What is being asked:
Copy the material below line for line, with every line reproduced exactly and the pictures left out.

Region segmentation data
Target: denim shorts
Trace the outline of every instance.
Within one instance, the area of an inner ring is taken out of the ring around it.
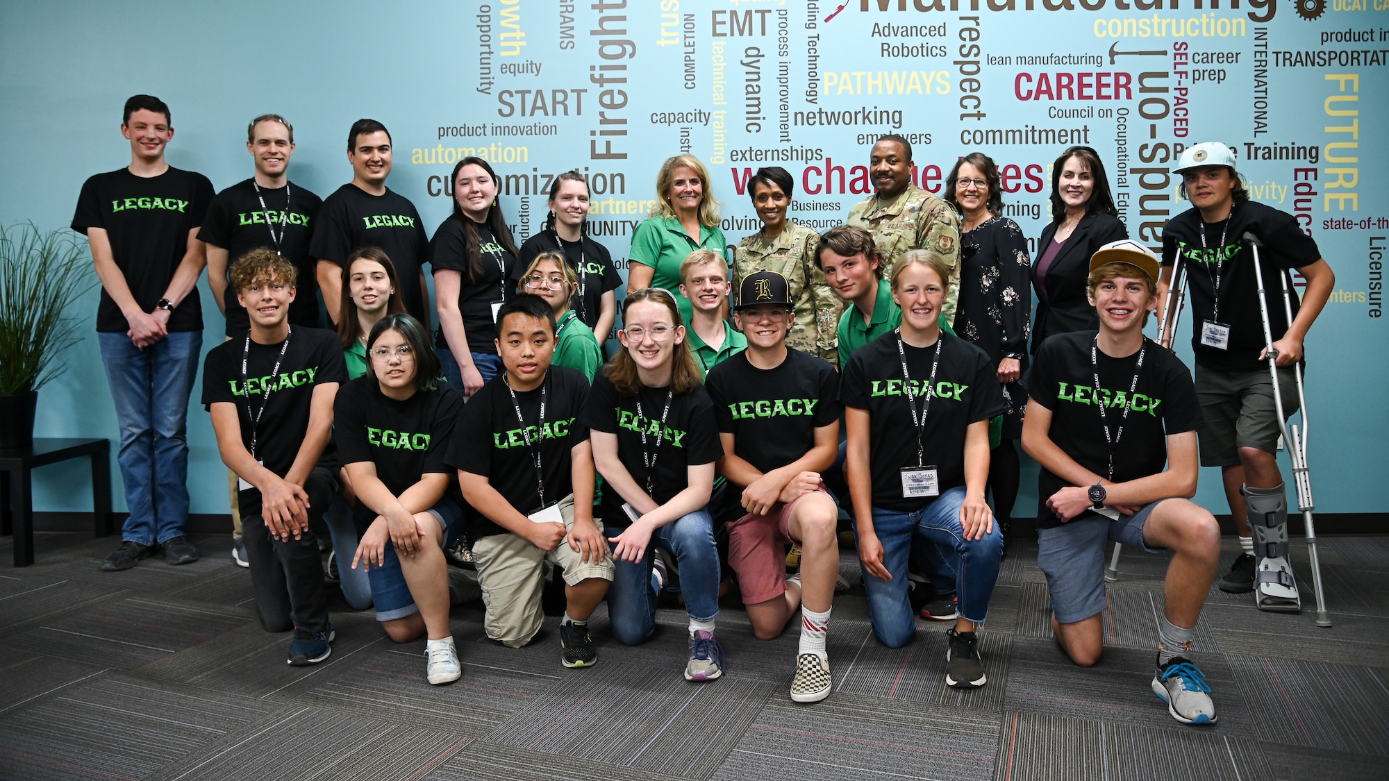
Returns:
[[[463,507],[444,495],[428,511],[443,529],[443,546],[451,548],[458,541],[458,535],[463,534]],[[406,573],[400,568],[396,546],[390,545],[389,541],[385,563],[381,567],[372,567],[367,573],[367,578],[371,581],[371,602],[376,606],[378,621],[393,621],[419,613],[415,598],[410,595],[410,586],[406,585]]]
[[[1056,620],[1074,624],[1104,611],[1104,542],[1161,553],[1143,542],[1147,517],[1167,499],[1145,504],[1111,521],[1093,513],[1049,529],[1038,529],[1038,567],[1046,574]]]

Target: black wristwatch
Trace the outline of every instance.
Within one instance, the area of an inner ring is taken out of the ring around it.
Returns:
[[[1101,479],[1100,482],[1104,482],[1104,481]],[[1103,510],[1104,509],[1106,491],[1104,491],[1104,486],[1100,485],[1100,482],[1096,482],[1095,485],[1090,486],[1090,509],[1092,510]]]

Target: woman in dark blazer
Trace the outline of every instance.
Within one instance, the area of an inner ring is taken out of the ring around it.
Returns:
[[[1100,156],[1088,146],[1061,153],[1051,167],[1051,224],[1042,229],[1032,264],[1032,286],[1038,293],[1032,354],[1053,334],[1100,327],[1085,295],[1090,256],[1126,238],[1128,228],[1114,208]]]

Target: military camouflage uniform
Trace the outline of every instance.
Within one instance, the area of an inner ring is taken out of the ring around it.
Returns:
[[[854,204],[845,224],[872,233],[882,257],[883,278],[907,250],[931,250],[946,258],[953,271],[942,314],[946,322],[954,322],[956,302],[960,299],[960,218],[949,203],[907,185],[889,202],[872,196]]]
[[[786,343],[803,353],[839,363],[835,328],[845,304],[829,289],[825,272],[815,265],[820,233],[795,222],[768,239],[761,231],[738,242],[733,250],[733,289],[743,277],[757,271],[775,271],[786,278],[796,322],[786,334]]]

Exercise response:
Target: denim shorts
Trace the outline of every instance.
Within one instance, the area of an inner ring is taken out of the ring around it.
Returns:
[[[463,507],[444,495],[428,511],[443,529],[443,546],[451,548],[458,541],[458,535],[463,534]],[[406,573],[400,568],[396,546],[390,545],[389,541],[385,563],[381,567],[372,567],[367,573],[367,578],[371,581],[371,602],[376,606],[378,621],[393,621],[419,613],[415,598],[410,595],[410,586],[406,585]]]
[[[1056,620],[1074,624],[1104,611],[1104,542],[1161,553],[1143,542],[1147,517],[1167,499],[1145,504],[1111,521],[1093,513],[1049,529],[1038,529],[1038,567],[1046,574]]]

Target: black wristwatch
Trace the outline of every instance.
Within one instance, the area of an inner ring is taken out of the ring around it.
Returns:
[[[1101,479],[1100,482],[1104,482],[1104,481]],[[1103,510],[1104,509],[1106,491],[1104,491],[1104,486],[1100,485],[1100,482],[1096,482],[1095,485],[1090,486],[1090,509],[1092,510]]]

Target: woman in dark blazer
Trace the outline of every instance.
Within one instance, the area of an inner ring is taken out of the ring around it.
Returns:
[[[1100,156],[1088,146],[1061,153],[1051,167],[1051,224],[1042,229],[1032,264],[1032,286],[1038,293],[1032,354],[1053,334],[1100,327],[1085,295],[1090,256],[1126,238],[1128,228],[1114,208]]]

Target: military camouflage uniform
Trace the outline of every instance.
Within one instance, the area of an inner ring is taken out of the ring around it.
Returns:
[[[854,204],[845,224],[872,233],[882,257],[883,278],[907,250],[931,250],[946,258],[953,271],[942,314],[946,322],[954,322],[956,302],[960,299],[960,218],[949,203],[907,185],[889,202],[872,196]]]
[[[786,343],[803,353],[839,363],[835,328],[845,304],[829,289],[825,272],[815,265],[820,233],[795,222],[768,239],[761,231],[738,242],[733,250],[733,289],[743,277],[757,271],[775,271],[786,278],[796,322],[786,334]]]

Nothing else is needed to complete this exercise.